- _Exercise goal_
The records that follow need to be output exactly as they are.

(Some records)
════════════════════

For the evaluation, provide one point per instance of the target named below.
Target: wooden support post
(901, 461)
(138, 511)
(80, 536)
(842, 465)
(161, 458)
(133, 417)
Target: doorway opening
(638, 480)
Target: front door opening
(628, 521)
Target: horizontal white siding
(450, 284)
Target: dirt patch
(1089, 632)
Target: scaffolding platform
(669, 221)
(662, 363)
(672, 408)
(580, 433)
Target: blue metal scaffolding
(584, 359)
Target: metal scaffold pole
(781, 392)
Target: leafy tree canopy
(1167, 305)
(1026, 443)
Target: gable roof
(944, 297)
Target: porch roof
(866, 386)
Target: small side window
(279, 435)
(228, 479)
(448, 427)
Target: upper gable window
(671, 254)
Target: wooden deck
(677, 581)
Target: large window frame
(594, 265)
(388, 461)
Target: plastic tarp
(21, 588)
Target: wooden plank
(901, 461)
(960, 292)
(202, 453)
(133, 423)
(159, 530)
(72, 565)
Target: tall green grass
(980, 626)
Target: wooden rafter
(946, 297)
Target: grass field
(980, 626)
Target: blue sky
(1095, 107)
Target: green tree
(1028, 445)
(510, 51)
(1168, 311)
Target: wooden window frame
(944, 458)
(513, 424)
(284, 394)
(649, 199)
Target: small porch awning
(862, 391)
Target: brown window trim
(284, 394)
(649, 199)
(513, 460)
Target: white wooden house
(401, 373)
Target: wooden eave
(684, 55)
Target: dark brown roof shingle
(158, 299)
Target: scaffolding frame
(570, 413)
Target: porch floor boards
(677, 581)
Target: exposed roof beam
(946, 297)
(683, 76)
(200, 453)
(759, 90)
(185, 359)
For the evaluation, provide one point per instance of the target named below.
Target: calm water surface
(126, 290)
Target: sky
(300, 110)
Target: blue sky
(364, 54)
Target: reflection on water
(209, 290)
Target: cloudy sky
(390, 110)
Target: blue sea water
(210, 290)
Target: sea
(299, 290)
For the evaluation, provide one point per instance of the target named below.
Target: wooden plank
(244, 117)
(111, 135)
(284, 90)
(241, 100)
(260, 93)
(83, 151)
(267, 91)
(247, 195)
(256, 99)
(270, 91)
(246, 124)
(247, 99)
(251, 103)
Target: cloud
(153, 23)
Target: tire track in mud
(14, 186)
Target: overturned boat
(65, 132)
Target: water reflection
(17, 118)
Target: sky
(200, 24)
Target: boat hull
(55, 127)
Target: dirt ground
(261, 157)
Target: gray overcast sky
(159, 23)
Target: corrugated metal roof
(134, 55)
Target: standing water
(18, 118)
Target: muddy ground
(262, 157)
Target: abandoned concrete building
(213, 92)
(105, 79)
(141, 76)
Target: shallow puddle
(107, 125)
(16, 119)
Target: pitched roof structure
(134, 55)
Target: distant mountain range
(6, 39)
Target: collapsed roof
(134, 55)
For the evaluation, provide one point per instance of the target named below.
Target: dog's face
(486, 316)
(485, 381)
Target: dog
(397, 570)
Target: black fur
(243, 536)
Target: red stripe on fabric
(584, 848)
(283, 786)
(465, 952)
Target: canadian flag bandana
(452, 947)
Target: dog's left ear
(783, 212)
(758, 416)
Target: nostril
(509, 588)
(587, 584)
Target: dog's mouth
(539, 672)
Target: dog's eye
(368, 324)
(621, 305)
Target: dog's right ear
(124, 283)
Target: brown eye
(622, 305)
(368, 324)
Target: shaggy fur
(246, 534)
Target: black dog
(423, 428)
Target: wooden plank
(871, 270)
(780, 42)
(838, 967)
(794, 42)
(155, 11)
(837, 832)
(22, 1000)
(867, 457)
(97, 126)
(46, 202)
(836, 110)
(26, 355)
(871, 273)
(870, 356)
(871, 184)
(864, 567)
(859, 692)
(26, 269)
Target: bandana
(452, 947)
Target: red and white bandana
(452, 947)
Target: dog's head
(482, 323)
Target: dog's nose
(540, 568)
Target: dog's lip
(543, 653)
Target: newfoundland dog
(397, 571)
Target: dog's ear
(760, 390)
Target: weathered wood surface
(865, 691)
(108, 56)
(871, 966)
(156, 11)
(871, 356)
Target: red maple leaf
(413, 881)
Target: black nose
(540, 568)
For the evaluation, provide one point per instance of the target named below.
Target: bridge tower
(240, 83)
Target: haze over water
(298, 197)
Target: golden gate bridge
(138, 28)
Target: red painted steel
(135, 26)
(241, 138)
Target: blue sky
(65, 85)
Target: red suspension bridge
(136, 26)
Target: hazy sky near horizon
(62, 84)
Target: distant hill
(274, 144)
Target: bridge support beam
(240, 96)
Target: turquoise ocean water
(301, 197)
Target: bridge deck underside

════════════════════

- _Full response_
For the evaluation, provide one point per instance of the target named below.
Target: wooden support post
(901, 461)
(138, 511)
(80, 536)
(842, 465)
(161, 458)
(133, 417)
Target: doorway opening
(638, 480)
Target: front door opening
(628, 521)
Target: horizontal white siding
(450, 284)
Target: dirt patch
(1089, 632)
Target: scaffolding platform
(669, 221)
(662, 363)
(672, 408)
(580, 433)
Target: blue metal scaffolding
(584, 359)
Target: metal scaffold pole
(781, 392)
Target: leafy tree canopy
(1167, 305)
(1026, 443)
Target: gable roof
(944, 297)
Target: porch roof
(866, 386)
Target: small side window
(279, 435)
(228, 479)
(448, 427)
Target: upper gable window
(671, 254)
Target: wooden deck
(677, 581)
Target: large window frame
(594, 265)
(388, 461)
Target: plastic tarp
(21, 588)
Target: wooden plank
(901, 461)
(960, 292)
(202, 453)
(133, 423)
(159, 530)
(72, 565)
Target: tall green grass
(980, 626)
Target: wooden rafter
(946, 297)
Target: grass field
(980, 626)
Target: blue sky
(1095, 107)
Target: green tree
(1028, 445)
(510, 51)
(1168, 311)
Target: wooden window frame
(944, 458)
(513, 424)
(284, 394)
(649, 199)
Target: small porch awning
(862, 391)
Target: brown window trim
(284, 394)
(649, 199)
(513, 460)
Target: white wooden house
(401, 373)
Target: wooden eave
(684, 55)
Target: dark brown roof shingle
(158, 299)
Target: scaffolding frame
(570, 413)
Target: porch floor boards
(677, 581)
Target: exposed roof beam
(946, 297)
(683, 76)
(200, 453)
(759, 90)
(185, 359)
For the evaluation, provide one point per instance of the target named below.
Target: calm water surface
(126, 290)
Target: sky
(300, 110)
Target: blue sky
(364, 54)
Target: reflection on water
(209, 290)
Target: cloudy sky
(390, 110)
Target: blue sea water
(210, 290)
Target: sea
(299, 290)
For the evaluation, provide one point per instance of the target named below.
Target: wooden plank
(244, 117)
(111, 135)
(284, 90)
(241, 100)
(260, 93)
(83, 151)
(267, 91)
(247, 195)
(256, 99)
(270, 91)
(246, 124)
(247, 99)
(251, 103)
Target: cloud
(153, 23)
Target: tire track in mud
(14, 186)
Target: overturned boat
(65, 132)
Target: water reflection
(17, 118)
Target: sky
(200, 24)
Target: boat hull
(55, 127)
Target: dirt ground
(261, 157)
Target: gray overcast sky
(159, 23)
Target: corrugated metal roof
(134, 55)
Target: standing water
(18, 118)
Target: muddy ground
(262, 157)
Target: abandoned concrete building
(213, 92)
(105, 79)
(141, 76)
Target: shallow puddle
(107, 125)
(16, 119)
Target: pitched roof structure
(134, 55)
Target: distant mountain range
(6, 39)
Target: collapsed roof
(134, 55)
For the evaluation, provide one point per instance of the target named below.
Target: dog's face
(486, 316)
(485, 381)
Target: dog
(397, 570)
Target: black fur
(243, 536)
Target: red stripe on fabric
(584, 848)
(283, 786)
(465, 952)
Target: canadian flag bandana
(452, 947)
Target: dog's left ear
(783, 212)
(758, 416)
Target: nostril
(509, 588)
(587, 584)
Target: dog's mouth
(539, 672)
Target: dog's eye
(368, 324)
(621, 305)
Target: dog's right ear
(124, 283)
Target: brown eye
(622, 305)
(368, 324)
Target: shaggy fur
(246, 534)
Target: black dog
(423, 428)
Target: wooden plank
(871, 270)
(780, 42)
(838, 967)
(794, 42)
(155, 11)
(837, 832)
(22, 1000)
(867, 457)
(97, 126)
(46, 202)
(836, 110)
(26, 355)
(871, 273)
(870, 356)
(871, 184)
(864, 567)
(859, 692)
(26, 269)
Target: bandana
(452, 947)
Target: red and white bandana
(452, 947)
Target: dog's head
(482, 323)
Target: dog's nose
(540, 568)
Target: dog's lip
(543, 653)
Target: newfoundland dog
(397, 571)
Target: dog's ear
(760, 390)
Target: weathered wood surface
(865, 691)
(108, 56)
(871, 966)
(156, 11)
(871, 356)
Target: red maple leaf
(413, 881)
Target: black nose
(540, 568)
For the evaluation, provide one point per instance of the target named below.
Target: bridge tower
(240, 83)
Target: haze over water
(298, 197)
Target: golden gate bridge
(138, 28)
Target: red painted steel
(135, 26)
(241, 138)
Target: blue sky
(65, 85)
Target: red suspension bridge
(136, 26)
Target: hazy sky near horizon
(62, 84)
Target: distant hill
(274, 144)
Target: bridge support beam
(240, 96)
Target: turquoise ocean water
(301, 197)
Target: bridge deck underside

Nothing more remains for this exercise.